> [Task details] Exercise in exact copying. Transcribe every entry that follows, word for word.

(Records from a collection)
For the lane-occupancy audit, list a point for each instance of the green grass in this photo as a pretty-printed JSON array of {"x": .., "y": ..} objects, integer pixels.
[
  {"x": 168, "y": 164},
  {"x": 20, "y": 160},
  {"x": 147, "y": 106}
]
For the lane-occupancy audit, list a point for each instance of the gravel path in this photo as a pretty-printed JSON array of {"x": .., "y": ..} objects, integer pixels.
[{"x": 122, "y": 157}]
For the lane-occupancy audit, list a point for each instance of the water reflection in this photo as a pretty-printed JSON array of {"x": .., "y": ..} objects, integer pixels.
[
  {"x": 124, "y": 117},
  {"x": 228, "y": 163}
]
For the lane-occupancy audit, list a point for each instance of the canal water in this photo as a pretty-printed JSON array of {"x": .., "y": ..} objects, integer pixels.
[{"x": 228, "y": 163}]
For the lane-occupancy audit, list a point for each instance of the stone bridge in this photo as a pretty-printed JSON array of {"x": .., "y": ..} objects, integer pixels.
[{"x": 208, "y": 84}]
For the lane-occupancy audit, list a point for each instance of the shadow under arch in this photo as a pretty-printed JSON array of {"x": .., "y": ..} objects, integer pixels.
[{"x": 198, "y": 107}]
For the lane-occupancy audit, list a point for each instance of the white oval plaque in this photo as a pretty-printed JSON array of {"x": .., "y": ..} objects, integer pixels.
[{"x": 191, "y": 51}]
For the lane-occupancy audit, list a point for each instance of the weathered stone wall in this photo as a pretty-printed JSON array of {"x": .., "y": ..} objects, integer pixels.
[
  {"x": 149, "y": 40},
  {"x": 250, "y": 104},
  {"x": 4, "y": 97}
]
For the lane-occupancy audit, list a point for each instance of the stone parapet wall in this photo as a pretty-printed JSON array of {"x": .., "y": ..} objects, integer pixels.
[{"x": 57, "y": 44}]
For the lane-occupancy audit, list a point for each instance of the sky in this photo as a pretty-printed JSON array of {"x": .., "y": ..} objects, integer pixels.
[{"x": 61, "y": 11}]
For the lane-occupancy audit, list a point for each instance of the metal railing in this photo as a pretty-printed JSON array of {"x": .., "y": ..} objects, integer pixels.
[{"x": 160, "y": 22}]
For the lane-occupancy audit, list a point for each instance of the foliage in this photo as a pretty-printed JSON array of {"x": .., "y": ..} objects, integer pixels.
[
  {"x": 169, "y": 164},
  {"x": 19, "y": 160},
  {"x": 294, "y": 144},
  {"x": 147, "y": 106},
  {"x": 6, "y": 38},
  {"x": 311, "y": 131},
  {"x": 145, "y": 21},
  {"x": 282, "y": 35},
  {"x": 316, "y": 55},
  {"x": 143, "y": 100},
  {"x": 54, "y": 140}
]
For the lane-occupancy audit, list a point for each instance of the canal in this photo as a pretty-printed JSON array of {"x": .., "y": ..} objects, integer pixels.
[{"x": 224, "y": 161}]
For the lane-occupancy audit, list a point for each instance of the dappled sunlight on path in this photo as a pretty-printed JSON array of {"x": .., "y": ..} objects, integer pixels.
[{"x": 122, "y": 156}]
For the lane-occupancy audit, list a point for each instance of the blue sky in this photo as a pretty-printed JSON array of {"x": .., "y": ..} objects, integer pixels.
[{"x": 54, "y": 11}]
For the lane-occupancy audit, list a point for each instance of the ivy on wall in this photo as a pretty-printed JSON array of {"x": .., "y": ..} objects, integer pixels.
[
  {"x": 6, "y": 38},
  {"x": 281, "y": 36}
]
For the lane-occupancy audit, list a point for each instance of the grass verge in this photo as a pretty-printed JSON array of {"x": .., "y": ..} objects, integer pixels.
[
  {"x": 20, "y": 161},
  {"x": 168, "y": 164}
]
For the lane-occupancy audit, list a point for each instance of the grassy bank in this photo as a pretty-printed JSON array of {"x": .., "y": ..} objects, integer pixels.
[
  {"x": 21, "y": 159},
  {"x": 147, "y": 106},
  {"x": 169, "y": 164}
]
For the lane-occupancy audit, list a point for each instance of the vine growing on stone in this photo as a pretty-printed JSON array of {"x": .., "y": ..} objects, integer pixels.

> [Response to this exercise]
For the lane-occupancy audit, list a point for each instance of the green grass in this photo as a pretty-printed JSON array of {"x": .., "y": ..} objects, integer pixels.
[
  {"x": 168, "y": 164},
  {"x": 20, "y": 160},
  {"x": 147, "y": 106}
]
For the lane-occupancy audit, list a point for each instance of the gravel path in this photo as a pretty-printed JSON array of {"x": .., "y": ..} objects, integer pixels.
[{"x": 122, "y": 157}]
For the lane-occupancy audit, list a point for each instance of the water reflection in this photo as a pretty-printed JSON array of {"x": .., "y": ..} objects, integer pixels.
[
  {"x": 124, "y": 117},
  {"x": 228, "y": 163}
]
For the lane-occupancy audit, list a point for each instance of the canal water in this photo as a pretty-printed JSON array of {"x": .., "y": ..} objects, integer pixels.
[{"x": 228, "y": 163}]
For the lane-occupancy audit, list a point for each instance of the stone bridge in this photo as a pretty-printed JSON array of {"x": .., "y": ..} objects, integer pixels.
[{"x": 208, "y": 84}]
For the lane-occupancy audit, list a point for each instance of the shadow under arch in this photo as a pretty-printed JSON array of {"x": .., "y": ..} objects, integer pixels.
[{"x": 198, "y": 107}]
For the lane-occupancy audit, list a point for each instance of the white oval plaque in this photo as a pretty-printed JSON array of {"x": .., "y": ..} objects, integer pixels.
[{"x": 191, "y": 51}]
For the lane-occupancy audit, list a point for each instance of the weathered stone wall in this photo as a pretty-printed JSON array of {"x": .., "y": ..} objects, integer pixels.
[
  {"x": 149, "y": 40},
  {"x": 250, "y": 104},
  {"x": 4, "y": 97}
]
For the lane-occupancy audit, list a point for each instance of the stone parapet wall in this photo as a pretty-printed JSON array of {"x": .., "y": ..} objects, integer pixels.
[{"x": 57, "y": 44}]
For the lane-occupancy audit, list a point for each instance of the sky in this photo as a pretty-printed JSON array of {"x": .., "y": ..} objects, integer pixels.
[{"x": 61, "y": 11}]
For the lane-occupancy audit, list a point for each instance of the metal railing in this photo as a pretty-printed JSON array of {"x": .., "y": ..} objects, integer pixels.
[{"x": 160, "y": 22}]
For the lane-occupancy audit, list a point for each instance of the foliage in this photo as a pretty-printed JSON array of {"x": .., "y": ..} objects, integer pixels.
[
  {"x": 169, "y": 164},
  {"x": 19, "y": 160},
  {"x": 294, "y": 144},
  {"x": 147, "y": 106},
  {"x": 6, "y": 38},
  {"x": 311, "y": 131},
  {"x": 145, "y": 21},
  {"x": 282, "y": 35},
  {"x": 316, "y": 55},
  {"x": 143, "y": 100},
  {"x": 54, "y": 140}
]
For the lane-occupancy audit, list a point for each instance of the canal in this photo as a pretty-printed JSON array of {"x": .., "y": ..} objects, integer pixels.
[{"x": 224, "y": 161}]
For the lane-occupancy audit, list a point for each instance of the dappled sunlight on path in this photo as a pretty-printed JSON array of {"x": .., "y": ..} objects, integer pixels.
[{"x": 122, "y": 156}]
For the lane-occupancy audit, list a point for each instance of the blue sky in this photo as a pretty-printed JSON array of {"x": .., "y": ..} objects, integer pixels.
[{"x": 54, "y": 11}]
For the lane-occupancy audit, list a point for each instance of the ivy on wall in this photo as a pretty-printed JSON array of {"x": .., "y": ..} objects, integer pixels.
[
  {"x": 6, "y": 38},
  {"x": 281, "y": 36}
]
For the lane-occupancy audit, list a point for each instance of the grass verge in this photo as a pretty-printed JSON array of {"x": .., "y": ..} objects, integer pixels.
[
  {"x": 20, "y": 161},
  {"x": 168, "y": 164}
]
For the lane-occupancy audit, list a point for each instance of the grassy bank in this photo as a pretty-printed JSON array of {"x": .., "y": ..} objects, integer pixels.
[
  {"x": 21, "y": 159},
  {"x": 147, "y": 106},
  {"x": 169, "y": 164}
]
For the lane-occupancy audit, list a point for each instance of the vine growing on stone in this photo as a pretty-printed JSON array of {"x": .., "y": ..} objects, integer pixels.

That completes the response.